++++ Supplied information ++++

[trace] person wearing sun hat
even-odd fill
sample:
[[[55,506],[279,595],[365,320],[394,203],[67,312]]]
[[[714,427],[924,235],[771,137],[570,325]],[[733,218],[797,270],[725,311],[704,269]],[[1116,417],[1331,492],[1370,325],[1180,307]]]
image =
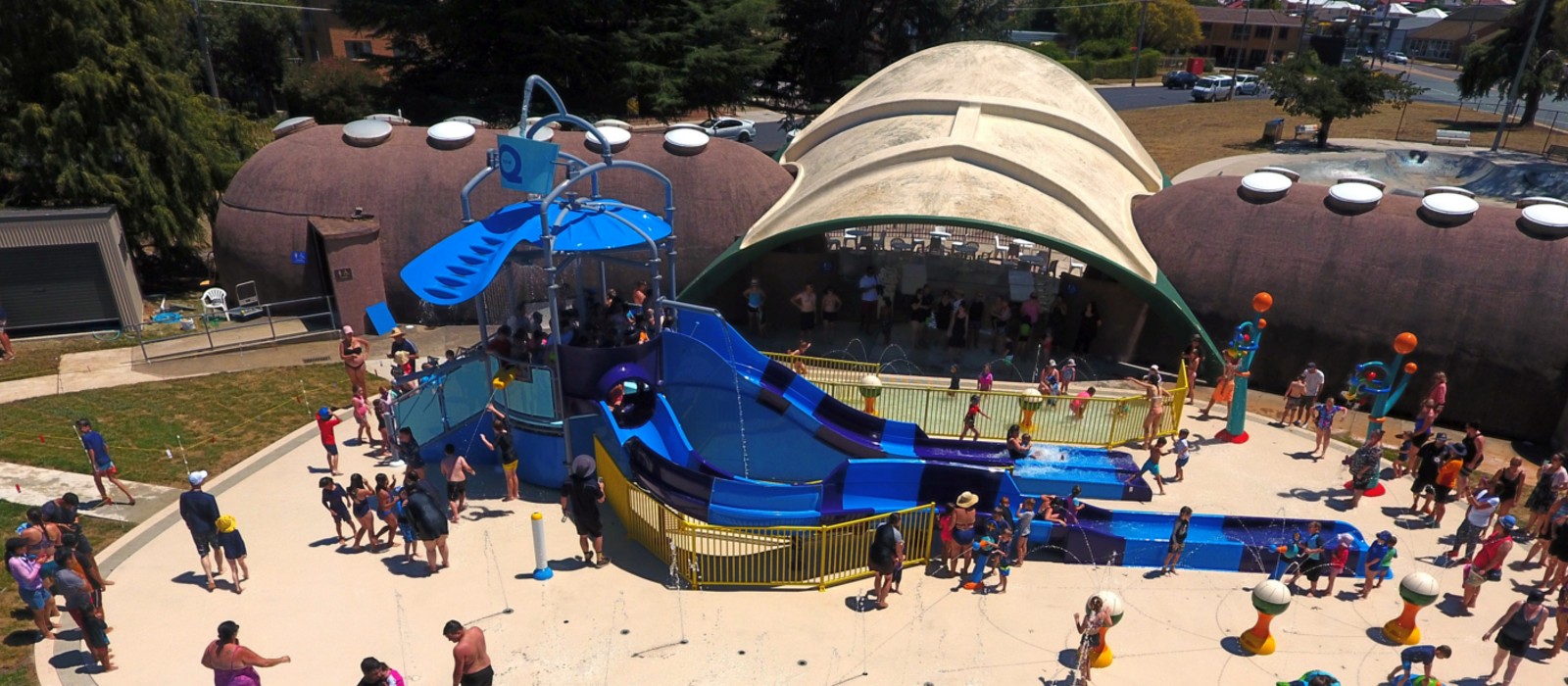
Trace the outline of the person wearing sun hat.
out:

++++
++++ Supplied information ++++

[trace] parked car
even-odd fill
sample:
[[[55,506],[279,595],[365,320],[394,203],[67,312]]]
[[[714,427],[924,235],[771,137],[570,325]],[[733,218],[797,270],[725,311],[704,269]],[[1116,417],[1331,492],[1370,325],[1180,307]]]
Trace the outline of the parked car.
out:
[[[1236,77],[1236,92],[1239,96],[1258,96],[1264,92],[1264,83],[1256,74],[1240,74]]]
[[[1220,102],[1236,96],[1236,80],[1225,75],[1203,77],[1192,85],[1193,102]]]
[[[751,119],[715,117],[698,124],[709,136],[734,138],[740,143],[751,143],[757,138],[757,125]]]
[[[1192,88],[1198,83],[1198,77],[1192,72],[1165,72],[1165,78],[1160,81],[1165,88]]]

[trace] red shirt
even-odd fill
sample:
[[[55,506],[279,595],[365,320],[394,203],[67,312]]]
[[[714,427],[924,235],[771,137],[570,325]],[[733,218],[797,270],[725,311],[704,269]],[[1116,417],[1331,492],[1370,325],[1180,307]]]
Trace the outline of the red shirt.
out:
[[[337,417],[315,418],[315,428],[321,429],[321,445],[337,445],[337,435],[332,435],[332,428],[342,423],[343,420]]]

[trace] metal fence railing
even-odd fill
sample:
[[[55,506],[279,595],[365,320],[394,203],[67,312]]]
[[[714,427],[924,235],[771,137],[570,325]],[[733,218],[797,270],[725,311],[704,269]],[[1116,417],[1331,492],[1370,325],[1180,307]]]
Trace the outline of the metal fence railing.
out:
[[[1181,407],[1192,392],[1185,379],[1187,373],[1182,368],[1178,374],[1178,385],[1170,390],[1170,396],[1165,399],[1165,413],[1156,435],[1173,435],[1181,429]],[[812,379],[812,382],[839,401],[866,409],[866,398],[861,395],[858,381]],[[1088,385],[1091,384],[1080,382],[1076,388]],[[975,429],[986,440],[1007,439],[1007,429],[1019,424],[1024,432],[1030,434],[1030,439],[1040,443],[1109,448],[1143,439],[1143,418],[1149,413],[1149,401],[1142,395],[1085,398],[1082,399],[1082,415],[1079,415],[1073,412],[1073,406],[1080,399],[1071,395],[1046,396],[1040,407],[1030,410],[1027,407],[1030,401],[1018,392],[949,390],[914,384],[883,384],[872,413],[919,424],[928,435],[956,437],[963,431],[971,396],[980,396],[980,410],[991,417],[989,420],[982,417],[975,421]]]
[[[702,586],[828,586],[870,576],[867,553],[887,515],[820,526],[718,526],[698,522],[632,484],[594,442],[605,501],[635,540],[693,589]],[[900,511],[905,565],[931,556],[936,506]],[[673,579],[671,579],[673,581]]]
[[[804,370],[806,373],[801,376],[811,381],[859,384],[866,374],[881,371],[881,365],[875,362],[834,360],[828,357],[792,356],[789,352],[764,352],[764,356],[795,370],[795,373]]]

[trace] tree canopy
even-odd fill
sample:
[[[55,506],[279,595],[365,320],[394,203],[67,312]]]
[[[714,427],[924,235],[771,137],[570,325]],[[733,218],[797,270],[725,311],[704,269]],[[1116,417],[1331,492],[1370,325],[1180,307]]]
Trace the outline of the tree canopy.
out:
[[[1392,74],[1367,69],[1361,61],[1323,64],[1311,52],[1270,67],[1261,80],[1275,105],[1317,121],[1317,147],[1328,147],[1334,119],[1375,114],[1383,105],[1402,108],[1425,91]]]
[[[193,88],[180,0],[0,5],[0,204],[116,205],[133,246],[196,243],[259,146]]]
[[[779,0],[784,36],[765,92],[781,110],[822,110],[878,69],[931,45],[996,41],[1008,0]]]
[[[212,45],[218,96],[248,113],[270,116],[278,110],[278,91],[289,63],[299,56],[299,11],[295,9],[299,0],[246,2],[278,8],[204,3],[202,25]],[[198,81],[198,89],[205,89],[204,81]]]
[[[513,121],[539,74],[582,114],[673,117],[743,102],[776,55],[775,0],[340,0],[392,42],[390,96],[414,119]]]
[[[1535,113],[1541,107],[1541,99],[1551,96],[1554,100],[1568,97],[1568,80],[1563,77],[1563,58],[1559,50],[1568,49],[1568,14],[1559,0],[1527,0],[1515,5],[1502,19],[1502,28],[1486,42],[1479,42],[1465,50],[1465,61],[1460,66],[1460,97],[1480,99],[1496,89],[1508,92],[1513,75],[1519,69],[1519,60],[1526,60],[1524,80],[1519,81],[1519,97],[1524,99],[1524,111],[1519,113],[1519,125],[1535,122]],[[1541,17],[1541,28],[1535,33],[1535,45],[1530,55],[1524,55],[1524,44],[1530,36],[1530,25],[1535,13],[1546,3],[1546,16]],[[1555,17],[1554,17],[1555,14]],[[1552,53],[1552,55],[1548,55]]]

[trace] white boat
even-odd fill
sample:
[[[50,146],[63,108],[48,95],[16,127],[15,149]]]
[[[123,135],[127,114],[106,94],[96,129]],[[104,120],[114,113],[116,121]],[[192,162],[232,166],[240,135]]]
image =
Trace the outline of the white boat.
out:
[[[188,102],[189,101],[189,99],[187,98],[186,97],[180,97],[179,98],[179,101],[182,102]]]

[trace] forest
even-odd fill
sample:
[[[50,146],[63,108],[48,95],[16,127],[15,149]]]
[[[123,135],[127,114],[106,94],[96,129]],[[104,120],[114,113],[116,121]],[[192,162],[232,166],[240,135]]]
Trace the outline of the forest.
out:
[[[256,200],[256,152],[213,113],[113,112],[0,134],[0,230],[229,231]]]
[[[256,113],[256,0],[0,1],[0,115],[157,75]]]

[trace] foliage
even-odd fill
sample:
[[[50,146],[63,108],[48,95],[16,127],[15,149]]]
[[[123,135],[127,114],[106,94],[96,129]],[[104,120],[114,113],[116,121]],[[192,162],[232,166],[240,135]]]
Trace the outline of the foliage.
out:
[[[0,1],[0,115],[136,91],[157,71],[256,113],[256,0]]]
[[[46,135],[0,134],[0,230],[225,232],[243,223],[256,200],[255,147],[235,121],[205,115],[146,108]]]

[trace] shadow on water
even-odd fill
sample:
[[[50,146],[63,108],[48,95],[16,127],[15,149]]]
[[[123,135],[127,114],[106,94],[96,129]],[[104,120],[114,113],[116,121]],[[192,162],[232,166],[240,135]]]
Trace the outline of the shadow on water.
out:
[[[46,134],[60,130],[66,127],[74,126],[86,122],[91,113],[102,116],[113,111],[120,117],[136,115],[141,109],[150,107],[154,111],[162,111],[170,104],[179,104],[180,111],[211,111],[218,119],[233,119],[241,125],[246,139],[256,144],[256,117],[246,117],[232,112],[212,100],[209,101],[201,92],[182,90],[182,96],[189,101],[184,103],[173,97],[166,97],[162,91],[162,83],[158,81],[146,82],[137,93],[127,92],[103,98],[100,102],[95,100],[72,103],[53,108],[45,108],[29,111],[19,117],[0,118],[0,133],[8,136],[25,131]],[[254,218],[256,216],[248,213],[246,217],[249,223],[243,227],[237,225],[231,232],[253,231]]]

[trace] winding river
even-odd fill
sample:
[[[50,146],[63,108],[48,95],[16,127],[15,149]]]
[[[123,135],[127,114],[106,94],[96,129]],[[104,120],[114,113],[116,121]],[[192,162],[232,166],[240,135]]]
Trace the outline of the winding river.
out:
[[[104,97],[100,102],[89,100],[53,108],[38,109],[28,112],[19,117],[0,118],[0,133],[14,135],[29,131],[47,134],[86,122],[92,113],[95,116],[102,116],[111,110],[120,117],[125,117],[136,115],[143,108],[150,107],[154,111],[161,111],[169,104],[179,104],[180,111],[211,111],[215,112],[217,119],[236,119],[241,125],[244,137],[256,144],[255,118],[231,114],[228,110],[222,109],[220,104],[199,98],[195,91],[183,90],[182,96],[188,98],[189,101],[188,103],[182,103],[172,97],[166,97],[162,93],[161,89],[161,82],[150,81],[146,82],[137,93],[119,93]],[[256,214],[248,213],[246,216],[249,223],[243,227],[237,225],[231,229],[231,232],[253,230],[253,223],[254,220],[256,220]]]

++++
++++ Supplied information ++++

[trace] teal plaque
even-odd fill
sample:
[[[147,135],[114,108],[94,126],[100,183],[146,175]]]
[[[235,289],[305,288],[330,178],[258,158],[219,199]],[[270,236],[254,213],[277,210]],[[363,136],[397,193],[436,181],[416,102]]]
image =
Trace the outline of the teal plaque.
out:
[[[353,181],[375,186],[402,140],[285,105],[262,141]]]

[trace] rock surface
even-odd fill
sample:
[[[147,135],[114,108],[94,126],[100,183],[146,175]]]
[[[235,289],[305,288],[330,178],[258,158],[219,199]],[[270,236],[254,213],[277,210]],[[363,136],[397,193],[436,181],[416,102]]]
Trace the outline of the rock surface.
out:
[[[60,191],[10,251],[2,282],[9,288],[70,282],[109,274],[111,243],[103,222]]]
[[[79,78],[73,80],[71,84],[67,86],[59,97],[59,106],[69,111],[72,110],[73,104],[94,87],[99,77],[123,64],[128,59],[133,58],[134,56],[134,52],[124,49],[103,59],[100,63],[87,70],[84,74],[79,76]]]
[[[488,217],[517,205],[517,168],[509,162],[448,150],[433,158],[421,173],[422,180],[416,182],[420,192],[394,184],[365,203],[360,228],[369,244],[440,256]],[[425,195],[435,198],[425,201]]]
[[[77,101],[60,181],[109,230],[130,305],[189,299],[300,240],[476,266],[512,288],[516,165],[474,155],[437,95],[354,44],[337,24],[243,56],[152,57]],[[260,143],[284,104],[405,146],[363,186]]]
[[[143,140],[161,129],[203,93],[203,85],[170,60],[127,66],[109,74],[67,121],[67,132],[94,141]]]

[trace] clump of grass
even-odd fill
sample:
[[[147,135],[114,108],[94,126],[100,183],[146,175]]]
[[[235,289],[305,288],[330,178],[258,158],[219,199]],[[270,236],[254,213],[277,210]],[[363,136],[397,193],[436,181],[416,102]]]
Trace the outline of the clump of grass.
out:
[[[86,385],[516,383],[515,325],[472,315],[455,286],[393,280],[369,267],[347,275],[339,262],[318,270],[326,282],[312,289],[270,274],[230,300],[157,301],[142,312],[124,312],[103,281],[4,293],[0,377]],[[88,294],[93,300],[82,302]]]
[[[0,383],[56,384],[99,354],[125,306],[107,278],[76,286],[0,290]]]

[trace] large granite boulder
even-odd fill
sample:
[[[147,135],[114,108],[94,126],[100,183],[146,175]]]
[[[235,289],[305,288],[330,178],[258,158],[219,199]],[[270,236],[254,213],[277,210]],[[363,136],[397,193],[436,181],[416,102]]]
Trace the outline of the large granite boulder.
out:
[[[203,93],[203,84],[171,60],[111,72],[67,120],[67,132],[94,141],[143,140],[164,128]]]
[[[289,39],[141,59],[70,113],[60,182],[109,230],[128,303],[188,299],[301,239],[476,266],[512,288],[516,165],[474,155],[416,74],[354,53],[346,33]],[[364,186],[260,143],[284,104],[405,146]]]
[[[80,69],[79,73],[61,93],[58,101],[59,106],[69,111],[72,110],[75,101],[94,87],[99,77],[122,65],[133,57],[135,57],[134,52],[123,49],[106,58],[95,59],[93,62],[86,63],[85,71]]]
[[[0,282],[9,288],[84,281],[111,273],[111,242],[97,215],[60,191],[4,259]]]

++++

# What to do
Copy the lines of the items above exactly, beginning with the line that contains "[trace] forest" and stopping after the line that contains "[[[256,113],[256,0],[0,1],[0,115],[157,75]]]".

# Output
[trace] forest
even-odd fill
sample:
[[[50,146],[63,108],[48,95],[16,127],[15,149]]]
[[[123,135],[127,114],[106,94],[96,129]],[[104,120],[114,113],[116,121]],[[192,162],[232,166],[240,135]]]
Trace the outline of the forest.
out:
[[[256,200],[256,152],[213,113],[113,112],[0,134],[0,230],[229,231]]]
[[[256,113],[256,0],[0,1],[0,115],[157,75]]]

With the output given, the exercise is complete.